TASK REQUIREMENTS ->
Find all lines in the records that include the word "sandy", and copy them out.

_ _ _ _ _ _ _

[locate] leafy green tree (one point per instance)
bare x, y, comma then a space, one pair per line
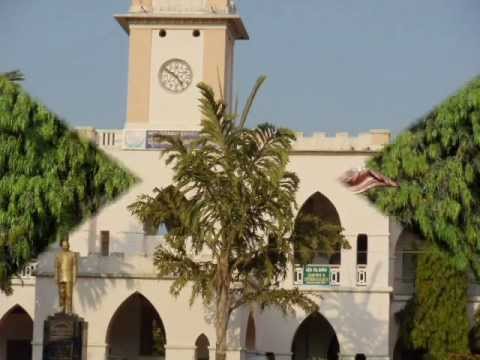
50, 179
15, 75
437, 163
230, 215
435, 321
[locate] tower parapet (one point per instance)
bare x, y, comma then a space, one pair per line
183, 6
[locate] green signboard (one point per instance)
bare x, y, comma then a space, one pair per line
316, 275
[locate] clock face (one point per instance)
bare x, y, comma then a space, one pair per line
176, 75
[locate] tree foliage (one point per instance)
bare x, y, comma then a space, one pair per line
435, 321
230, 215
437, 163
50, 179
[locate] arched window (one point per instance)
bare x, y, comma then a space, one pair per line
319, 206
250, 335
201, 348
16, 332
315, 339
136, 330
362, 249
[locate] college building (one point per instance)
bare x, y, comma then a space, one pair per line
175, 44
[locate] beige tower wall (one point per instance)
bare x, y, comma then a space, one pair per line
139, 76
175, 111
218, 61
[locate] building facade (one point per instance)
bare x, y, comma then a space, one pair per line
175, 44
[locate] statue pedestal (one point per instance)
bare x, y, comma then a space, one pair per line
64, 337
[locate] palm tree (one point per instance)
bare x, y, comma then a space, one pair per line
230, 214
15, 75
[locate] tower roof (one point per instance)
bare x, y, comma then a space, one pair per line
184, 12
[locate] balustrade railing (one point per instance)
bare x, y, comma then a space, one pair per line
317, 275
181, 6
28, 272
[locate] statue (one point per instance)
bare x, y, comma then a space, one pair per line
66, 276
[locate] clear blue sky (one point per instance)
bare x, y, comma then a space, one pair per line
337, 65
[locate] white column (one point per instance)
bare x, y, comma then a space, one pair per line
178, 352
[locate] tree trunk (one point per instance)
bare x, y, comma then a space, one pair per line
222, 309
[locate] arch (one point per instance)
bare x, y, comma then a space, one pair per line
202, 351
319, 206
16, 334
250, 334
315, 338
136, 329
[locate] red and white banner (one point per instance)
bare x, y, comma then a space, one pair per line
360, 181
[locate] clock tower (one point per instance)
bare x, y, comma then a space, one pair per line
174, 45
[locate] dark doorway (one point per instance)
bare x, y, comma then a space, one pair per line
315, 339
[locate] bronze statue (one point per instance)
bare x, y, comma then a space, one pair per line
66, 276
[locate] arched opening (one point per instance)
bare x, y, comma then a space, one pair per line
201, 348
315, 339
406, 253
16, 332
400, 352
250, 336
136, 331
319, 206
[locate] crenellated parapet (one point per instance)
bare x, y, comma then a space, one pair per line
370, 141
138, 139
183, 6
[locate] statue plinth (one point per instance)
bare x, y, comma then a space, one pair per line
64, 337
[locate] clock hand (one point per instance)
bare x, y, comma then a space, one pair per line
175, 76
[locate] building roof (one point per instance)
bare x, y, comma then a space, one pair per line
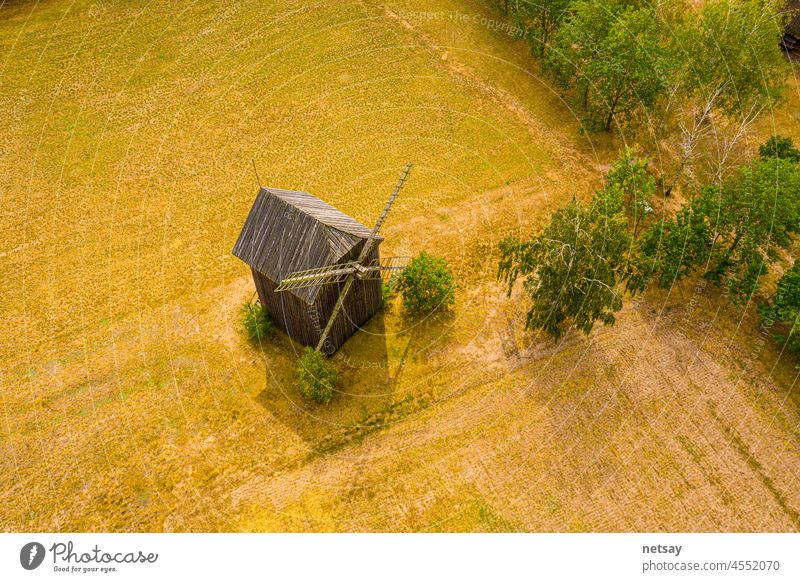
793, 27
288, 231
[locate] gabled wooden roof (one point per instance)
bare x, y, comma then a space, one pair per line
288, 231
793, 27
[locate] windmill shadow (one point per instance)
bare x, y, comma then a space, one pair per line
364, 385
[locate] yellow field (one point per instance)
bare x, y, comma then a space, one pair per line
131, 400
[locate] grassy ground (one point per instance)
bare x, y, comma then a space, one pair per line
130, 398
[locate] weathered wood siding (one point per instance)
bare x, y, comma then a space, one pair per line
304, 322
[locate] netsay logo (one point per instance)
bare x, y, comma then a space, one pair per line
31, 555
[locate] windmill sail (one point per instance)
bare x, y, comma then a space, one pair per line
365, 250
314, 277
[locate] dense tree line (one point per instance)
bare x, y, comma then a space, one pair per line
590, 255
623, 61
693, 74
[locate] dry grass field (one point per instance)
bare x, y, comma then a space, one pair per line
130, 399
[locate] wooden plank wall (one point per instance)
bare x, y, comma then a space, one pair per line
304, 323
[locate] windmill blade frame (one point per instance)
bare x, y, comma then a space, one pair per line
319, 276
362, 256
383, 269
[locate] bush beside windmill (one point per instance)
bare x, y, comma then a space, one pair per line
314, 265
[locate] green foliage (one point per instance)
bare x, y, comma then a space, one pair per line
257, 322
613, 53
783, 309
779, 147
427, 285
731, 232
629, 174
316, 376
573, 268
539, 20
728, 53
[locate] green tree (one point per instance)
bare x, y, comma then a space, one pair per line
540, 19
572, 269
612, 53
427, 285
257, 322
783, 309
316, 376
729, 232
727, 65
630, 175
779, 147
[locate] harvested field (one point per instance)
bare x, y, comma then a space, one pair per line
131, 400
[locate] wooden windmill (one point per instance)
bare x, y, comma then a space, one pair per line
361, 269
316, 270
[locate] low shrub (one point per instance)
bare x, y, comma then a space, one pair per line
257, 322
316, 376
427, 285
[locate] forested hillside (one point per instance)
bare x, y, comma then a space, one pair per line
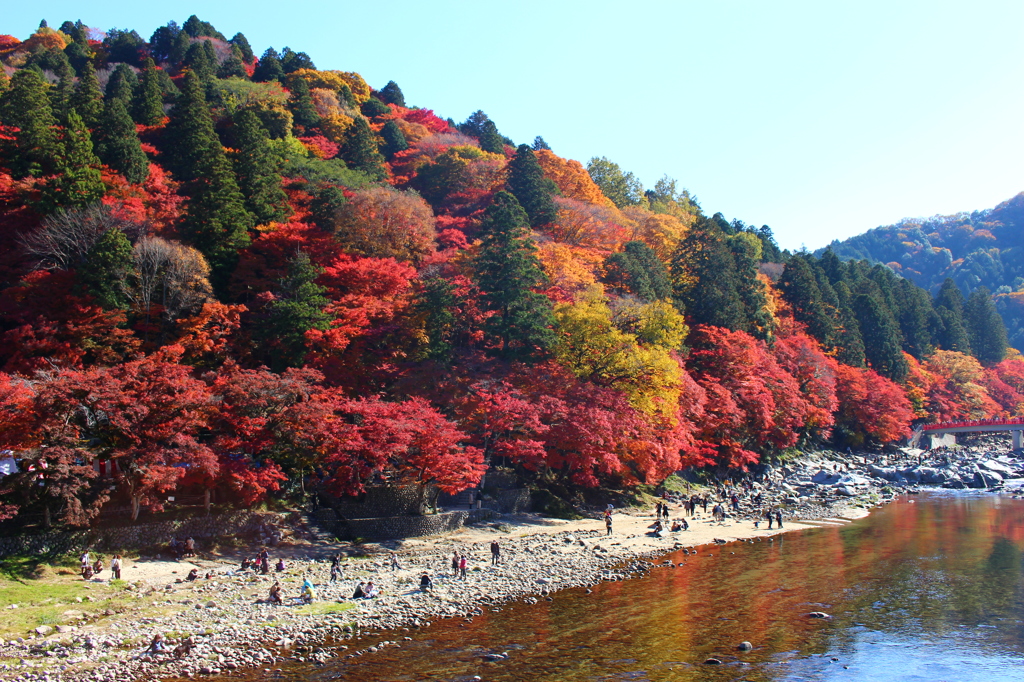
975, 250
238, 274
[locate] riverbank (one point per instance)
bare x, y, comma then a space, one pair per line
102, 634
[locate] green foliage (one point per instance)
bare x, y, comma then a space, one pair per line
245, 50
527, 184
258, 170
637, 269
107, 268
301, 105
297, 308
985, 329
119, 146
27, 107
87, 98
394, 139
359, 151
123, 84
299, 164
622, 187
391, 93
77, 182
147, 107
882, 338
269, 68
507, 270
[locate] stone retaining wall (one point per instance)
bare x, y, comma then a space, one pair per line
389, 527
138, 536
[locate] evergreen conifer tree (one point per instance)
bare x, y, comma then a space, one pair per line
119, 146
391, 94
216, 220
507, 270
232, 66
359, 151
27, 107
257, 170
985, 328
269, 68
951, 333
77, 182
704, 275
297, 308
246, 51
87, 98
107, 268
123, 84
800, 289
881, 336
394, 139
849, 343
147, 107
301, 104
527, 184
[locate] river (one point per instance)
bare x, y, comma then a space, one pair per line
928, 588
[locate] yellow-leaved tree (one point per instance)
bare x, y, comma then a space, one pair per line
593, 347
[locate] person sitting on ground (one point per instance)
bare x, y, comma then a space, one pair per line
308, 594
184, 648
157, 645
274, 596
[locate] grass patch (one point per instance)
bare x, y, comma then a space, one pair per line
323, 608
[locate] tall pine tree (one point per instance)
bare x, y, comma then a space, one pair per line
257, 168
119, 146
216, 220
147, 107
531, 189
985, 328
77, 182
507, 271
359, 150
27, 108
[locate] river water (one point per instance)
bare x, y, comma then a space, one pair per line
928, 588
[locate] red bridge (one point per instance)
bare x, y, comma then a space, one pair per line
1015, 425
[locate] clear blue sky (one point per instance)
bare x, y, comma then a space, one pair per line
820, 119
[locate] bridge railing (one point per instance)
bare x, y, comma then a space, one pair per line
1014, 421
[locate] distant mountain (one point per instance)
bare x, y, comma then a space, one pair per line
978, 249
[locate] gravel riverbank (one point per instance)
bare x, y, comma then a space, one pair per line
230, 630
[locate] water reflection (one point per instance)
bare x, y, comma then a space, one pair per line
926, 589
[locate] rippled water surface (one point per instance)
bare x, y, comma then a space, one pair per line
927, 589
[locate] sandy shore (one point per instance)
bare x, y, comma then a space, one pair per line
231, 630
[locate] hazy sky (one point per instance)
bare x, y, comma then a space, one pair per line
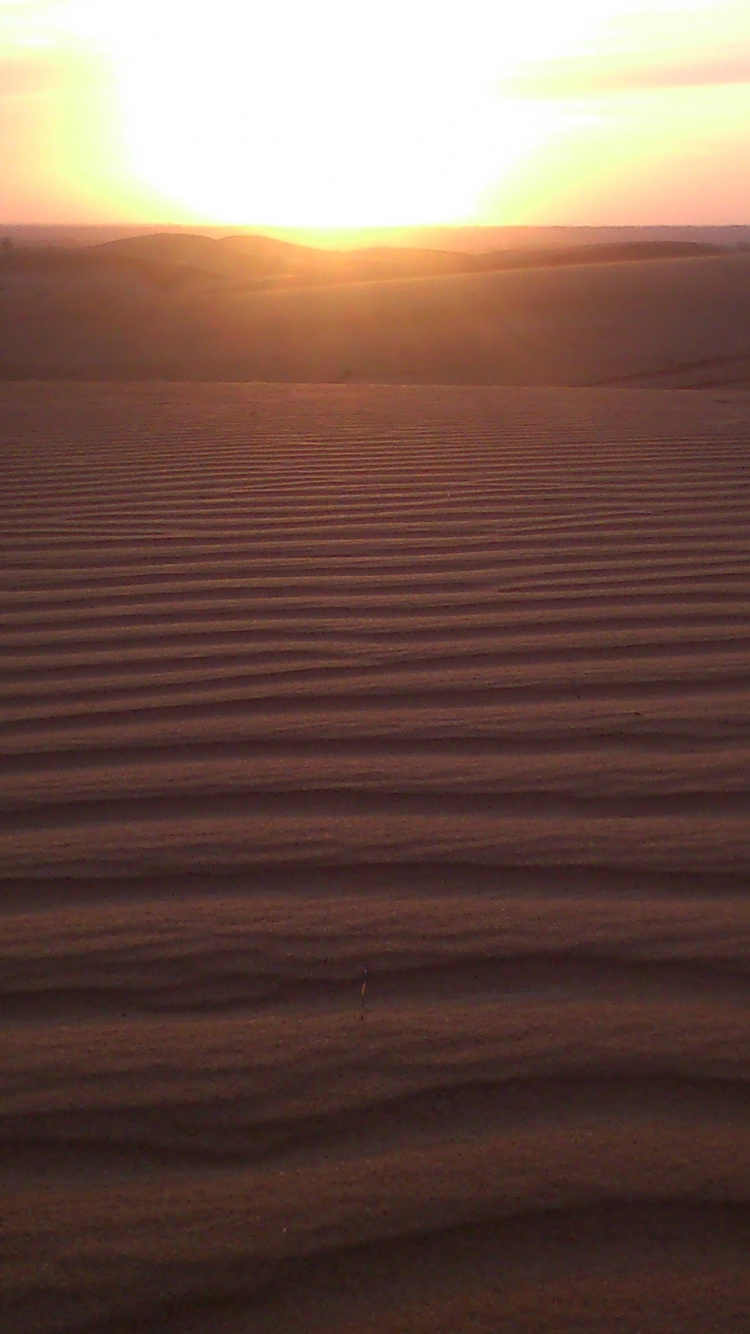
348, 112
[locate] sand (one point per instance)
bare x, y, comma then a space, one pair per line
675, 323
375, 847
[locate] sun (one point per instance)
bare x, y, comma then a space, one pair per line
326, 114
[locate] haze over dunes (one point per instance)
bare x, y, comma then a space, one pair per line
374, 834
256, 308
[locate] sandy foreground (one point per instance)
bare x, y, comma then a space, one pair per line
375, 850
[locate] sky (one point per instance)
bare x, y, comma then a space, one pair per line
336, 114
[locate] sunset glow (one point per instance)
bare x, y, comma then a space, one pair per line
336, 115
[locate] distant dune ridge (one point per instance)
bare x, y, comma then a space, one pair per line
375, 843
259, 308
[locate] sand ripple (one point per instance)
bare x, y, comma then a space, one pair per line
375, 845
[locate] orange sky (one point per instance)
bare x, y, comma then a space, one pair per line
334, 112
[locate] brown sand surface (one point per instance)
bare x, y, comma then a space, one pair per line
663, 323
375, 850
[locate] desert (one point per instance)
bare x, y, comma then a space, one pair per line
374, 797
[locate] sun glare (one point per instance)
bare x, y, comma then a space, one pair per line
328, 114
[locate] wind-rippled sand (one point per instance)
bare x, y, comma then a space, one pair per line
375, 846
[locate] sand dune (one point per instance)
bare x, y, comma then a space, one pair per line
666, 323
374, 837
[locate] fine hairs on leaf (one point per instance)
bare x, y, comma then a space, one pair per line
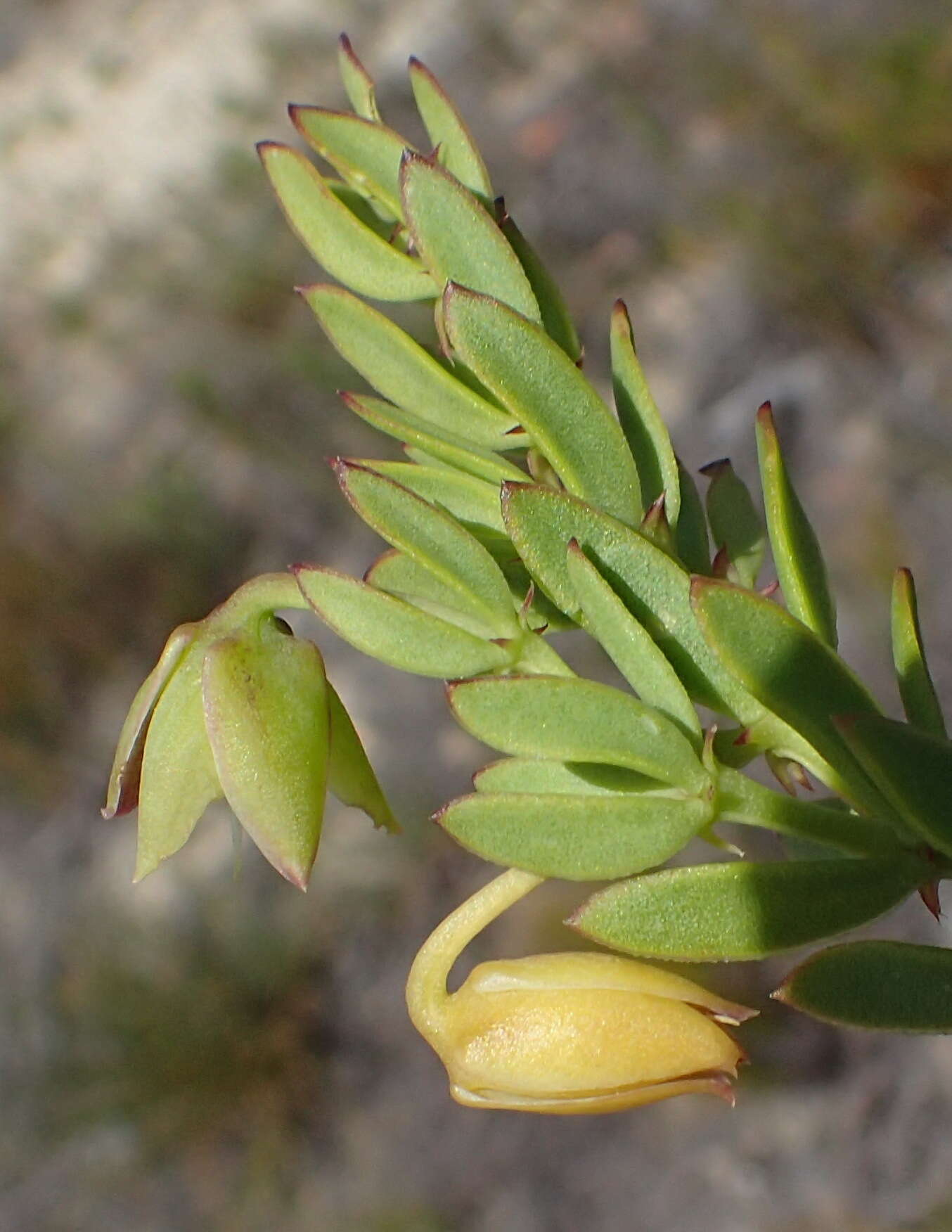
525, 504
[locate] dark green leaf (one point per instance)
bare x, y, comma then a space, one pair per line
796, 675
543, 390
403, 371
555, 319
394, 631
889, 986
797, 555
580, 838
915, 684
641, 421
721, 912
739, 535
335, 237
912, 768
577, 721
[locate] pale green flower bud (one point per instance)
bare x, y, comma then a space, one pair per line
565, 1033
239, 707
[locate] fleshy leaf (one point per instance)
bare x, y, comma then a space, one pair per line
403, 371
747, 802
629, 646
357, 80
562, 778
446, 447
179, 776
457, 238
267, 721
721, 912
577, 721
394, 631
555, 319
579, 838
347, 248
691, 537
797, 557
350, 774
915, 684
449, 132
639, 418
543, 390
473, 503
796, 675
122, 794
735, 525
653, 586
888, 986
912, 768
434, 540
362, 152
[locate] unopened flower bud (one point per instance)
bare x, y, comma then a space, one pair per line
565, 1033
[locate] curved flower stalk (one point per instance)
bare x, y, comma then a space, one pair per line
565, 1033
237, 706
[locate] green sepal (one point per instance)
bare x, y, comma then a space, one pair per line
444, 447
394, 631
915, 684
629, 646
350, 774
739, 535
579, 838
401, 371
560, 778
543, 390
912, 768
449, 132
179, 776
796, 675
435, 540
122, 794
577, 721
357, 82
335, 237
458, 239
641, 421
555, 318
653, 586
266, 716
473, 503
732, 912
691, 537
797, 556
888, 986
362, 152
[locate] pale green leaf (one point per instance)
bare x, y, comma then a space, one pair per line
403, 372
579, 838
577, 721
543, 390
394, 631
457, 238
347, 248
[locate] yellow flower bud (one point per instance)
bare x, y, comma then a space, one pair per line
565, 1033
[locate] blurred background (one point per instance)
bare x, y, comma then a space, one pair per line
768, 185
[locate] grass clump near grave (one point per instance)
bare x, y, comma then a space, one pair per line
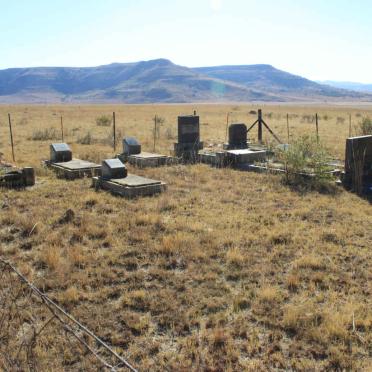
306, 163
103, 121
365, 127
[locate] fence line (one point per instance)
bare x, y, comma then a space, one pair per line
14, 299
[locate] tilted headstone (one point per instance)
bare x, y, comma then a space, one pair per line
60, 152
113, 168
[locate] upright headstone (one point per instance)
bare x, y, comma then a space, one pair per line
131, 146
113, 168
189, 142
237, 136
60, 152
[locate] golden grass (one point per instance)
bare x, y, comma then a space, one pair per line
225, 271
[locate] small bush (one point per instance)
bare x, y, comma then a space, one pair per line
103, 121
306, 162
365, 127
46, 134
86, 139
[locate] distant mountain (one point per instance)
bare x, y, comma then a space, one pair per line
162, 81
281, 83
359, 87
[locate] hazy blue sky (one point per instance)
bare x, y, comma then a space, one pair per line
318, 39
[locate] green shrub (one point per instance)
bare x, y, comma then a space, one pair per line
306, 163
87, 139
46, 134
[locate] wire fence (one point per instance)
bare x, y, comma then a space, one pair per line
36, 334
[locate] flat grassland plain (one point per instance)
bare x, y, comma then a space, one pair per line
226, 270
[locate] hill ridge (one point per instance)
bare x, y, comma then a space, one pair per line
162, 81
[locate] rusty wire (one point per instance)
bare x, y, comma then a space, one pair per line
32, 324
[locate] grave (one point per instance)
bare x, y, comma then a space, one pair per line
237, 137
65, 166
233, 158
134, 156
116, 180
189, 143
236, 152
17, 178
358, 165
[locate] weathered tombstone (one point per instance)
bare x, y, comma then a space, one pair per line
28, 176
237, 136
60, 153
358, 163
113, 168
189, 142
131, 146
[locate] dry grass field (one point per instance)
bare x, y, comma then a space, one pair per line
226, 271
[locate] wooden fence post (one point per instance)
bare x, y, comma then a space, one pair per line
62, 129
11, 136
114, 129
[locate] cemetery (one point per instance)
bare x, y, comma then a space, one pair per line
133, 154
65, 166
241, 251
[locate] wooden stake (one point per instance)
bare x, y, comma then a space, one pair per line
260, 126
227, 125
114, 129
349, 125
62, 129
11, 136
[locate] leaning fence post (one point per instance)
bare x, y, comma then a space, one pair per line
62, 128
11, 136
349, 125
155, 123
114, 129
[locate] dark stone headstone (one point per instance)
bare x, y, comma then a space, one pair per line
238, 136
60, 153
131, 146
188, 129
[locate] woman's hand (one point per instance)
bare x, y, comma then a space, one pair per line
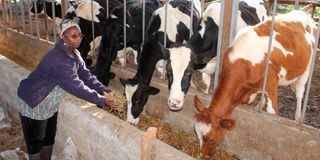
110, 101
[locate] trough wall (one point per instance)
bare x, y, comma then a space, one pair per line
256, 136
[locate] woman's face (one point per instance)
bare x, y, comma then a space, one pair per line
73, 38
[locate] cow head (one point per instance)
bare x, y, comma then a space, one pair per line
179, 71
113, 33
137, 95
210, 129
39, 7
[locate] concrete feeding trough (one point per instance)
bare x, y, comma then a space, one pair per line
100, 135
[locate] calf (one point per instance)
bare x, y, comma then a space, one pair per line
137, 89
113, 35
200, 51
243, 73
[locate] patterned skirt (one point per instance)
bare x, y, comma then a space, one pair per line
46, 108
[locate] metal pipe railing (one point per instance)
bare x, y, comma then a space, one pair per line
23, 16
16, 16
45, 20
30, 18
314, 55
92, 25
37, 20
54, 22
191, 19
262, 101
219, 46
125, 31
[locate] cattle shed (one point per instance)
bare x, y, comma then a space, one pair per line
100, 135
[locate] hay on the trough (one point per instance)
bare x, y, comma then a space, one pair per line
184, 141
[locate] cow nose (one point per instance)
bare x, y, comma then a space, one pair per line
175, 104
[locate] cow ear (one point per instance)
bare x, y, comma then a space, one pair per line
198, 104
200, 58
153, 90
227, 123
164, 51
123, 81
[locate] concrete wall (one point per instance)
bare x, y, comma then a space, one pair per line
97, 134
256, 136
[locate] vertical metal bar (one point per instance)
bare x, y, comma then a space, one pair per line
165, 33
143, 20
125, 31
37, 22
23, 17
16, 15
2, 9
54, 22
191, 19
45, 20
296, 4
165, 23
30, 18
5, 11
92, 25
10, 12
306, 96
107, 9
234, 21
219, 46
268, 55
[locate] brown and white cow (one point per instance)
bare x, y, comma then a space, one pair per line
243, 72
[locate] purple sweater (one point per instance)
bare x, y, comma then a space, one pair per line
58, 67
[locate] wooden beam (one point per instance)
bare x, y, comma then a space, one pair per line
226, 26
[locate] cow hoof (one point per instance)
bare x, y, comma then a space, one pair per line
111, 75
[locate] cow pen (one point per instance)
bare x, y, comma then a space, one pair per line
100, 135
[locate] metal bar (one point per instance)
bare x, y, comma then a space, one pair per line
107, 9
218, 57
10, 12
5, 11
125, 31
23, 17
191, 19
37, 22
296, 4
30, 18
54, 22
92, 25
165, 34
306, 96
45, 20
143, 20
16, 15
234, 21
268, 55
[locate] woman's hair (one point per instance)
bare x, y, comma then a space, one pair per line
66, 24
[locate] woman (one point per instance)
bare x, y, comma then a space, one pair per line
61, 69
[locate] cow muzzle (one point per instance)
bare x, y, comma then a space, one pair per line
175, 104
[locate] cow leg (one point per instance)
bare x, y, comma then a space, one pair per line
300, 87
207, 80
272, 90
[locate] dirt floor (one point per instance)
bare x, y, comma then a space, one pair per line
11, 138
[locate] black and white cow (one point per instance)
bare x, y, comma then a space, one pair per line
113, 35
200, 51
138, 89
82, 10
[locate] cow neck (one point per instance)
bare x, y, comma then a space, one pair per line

_ _ _ _ _ _ _

EXERCISE OUTPUT ->
[locate] sandy shore (one point per instance)
[locate] sandy foreground (one point per instance)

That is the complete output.